▶ ABOUT THIS EXERCISE:
Copies of all lines containing the string "brown" are needed from the data below.

▶ SUPPLIED MATERIAL:
------------

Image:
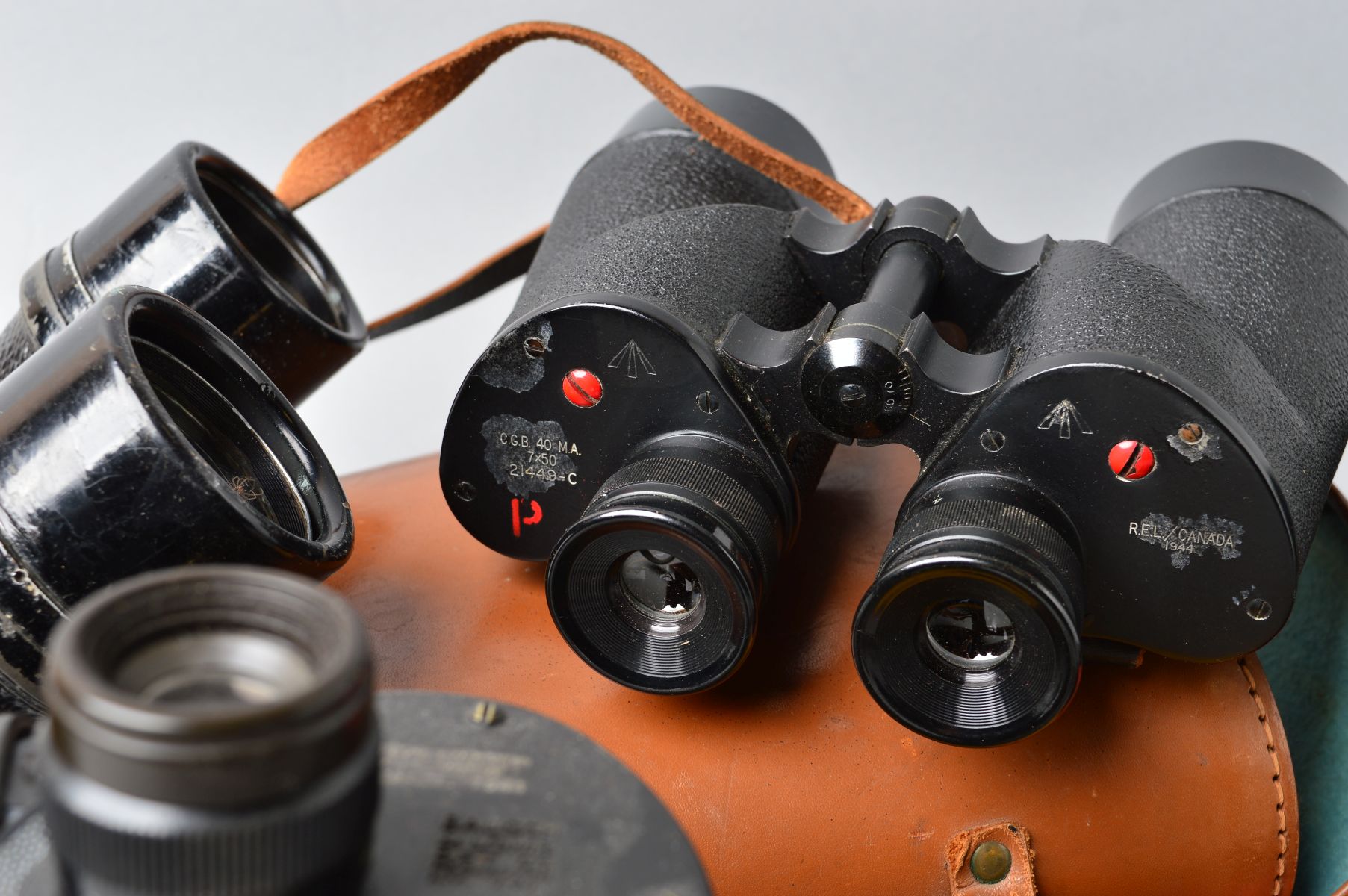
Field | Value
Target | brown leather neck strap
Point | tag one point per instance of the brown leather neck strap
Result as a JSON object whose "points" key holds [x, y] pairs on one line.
{"points": [[382, 122]]}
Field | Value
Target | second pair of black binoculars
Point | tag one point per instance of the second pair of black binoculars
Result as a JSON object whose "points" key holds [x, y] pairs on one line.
{"points": [[1125, 441], [146, 402]]}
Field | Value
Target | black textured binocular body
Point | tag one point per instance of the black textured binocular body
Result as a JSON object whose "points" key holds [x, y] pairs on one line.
{"points": [[214, 730], [1120, 442]]}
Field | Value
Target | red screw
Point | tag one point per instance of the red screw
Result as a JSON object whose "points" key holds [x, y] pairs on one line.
{"points": [[1131, 460], [583, 388]]}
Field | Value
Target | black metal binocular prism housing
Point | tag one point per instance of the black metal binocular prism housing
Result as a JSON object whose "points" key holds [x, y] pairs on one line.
{"points": [[139, 430], [140, 437], [199, 228], [214, 730], [1133, 447]]}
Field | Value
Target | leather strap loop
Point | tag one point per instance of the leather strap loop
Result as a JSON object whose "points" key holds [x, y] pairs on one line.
{"points": [[378, 124]]}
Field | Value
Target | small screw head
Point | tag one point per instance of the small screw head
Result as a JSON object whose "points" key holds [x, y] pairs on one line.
{"points": [[851, 393], [991, 862], [1259, 609], [1190, 433], [485, 713]]}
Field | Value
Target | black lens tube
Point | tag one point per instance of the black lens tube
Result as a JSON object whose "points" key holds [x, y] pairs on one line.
{"points": [[212, 732], [658, 584], [140, 438], [971, 634], [199, 228]]}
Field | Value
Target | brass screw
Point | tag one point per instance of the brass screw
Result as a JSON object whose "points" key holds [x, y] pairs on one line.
{"points": [[485, 713], [991, 862], [1190, 433]]}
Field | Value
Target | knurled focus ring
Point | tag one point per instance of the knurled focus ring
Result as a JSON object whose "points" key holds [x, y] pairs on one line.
{"points": [[728, 495], [1004, 519]]}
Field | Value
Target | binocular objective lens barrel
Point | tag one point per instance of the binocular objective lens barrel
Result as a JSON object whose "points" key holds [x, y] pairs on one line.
{"points": [[212, 732], [656, 585], [971, 634], [201, 229], [142, 438]]}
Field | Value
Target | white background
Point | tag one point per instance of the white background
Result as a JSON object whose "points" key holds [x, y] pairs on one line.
{"points": [[1038, 115]]}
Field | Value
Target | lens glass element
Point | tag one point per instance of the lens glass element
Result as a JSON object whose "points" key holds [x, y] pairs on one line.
{"points": [[659, 586], [240, 668], [969, 634]]}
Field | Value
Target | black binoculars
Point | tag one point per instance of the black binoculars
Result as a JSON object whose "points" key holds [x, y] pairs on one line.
{"points": [[214, 730], [1120, 442], [140, 432]]}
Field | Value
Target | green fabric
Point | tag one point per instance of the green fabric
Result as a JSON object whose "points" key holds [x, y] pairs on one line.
{"points": [[1308, 668]]}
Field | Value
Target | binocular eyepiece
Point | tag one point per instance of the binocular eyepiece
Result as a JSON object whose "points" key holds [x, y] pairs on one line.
{"points": [[656, 584], [972, 629], [1120, 444]]}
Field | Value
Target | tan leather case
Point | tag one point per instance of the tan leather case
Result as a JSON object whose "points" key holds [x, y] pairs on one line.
{"points": [[1170, 778]]}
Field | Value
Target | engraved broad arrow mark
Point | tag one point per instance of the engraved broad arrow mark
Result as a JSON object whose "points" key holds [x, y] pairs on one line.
{"points": [[636, 360], [1063, 415]]}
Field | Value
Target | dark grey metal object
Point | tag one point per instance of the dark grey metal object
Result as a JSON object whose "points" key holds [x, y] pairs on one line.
{"points": [[214, 732]]}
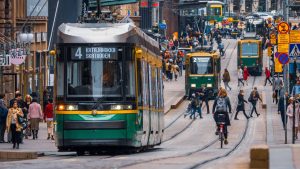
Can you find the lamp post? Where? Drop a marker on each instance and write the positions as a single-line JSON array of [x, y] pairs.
[[25, 39]]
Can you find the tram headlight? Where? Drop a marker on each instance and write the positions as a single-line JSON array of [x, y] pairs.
[[121, 107], [72, 107]]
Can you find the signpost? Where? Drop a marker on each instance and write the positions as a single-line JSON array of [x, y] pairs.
[[283, 58]]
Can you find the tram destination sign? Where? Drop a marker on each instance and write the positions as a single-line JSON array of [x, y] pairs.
[[94, 53]]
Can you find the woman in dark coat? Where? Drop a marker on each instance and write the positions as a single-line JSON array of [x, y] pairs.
[[241, 105]]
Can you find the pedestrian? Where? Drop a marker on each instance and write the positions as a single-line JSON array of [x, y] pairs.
[[48, 118], [240, 76], [246, 75], [35, 114], [226, 79], [13, 125], [253, 98], [241, 105], [205, 97], [290, 114], [277, 86], [268, 75], [3, 116], [176, 70], [28, 100]]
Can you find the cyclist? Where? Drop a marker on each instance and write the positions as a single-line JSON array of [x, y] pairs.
[[221, 106]]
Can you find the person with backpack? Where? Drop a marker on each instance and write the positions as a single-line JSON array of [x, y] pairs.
[[253, 98], [196, 106], [222, 105], [3, 116], [241, 105]]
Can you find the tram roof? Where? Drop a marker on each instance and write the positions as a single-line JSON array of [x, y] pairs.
[[105, 33], [183, 2]]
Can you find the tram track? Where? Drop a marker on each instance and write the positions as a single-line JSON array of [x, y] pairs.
[[206, 146]]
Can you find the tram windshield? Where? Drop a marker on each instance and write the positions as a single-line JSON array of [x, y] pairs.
[[201, 65], [249, 49], [111, 79]]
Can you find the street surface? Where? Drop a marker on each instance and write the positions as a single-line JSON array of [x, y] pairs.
[[187, 143]]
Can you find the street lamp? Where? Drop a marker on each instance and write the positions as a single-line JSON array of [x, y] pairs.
[[25, 38]]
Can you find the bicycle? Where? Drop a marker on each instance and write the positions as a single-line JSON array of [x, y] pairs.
[[221, 122]]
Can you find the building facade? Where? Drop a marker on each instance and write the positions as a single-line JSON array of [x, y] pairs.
[[29, 17]]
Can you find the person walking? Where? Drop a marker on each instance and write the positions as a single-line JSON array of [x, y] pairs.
[[246, 75], [12, 124], [241, 105], [276, 87], [253, 98], [28, 100], [35, 114], [3, 116], [290, 114], [240, 76], [268, 75], [48, 118], [226, 79]]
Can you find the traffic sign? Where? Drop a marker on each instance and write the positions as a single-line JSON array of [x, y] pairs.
[[283, 58], [283, 28], [283, 38], [283, 48], [295, 36], [294, 50], [162, 26]]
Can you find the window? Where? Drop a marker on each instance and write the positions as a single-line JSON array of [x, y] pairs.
[[201, 65], [249, 49]]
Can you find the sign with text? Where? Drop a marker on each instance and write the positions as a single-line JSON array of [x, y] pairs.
[[283, 48], [283, 38], [295, 36], [94, 53]]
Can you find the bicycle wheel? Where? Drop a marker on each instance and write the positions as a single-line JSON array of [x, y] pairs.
[[221, 135]]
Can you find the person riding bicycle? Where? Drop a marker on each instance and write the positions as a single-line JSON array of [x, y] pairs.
[[221, 106]]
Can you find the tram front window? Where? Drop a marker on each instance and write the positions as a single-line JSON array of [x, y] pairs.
[[249, 49], [93, 79], [201, 65]]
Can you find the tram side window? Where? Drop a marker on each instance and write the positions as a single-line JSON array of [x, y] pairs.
[[201, 65], [215, 11], [249, 49]]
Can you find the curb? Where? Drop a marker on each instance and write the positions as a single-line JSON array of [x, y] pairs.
[[174, 106], [18, 155]]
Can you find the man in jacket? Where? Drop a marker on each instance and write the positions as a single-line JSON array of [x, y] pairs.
[[3, 116]]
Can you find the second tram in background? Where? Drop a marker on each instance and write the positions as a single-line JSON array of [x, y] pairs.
[[250, 53], [108, 88], [194, 14], [202, 69]]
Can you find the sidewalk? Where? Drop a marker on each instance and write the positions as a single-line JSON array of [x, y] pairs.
[[173, 94], [282, 156]]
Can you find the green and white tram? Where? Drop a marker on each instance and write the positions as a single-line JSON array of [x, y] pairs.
[[109, 90]]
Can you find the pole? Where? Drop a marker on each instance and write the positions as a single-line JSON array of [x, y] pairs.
[[284, 101], [294, 114]]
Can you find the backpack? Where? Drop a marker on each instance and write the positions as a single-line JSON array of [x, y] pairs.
[[221, 104], [170, 67]]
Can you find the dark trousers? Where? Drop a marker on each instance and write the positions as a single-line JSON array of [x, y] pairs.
[[240, 80], [2, 130], [253, 109], [207, 105], [237, 112], [16, 135], [268, 79]]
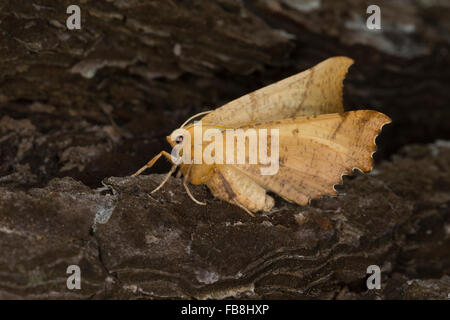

------------

▶ SOLUTION BELOW:
Target | brown leather neck strap
Point | tag one point per instance of the brown leather neck strap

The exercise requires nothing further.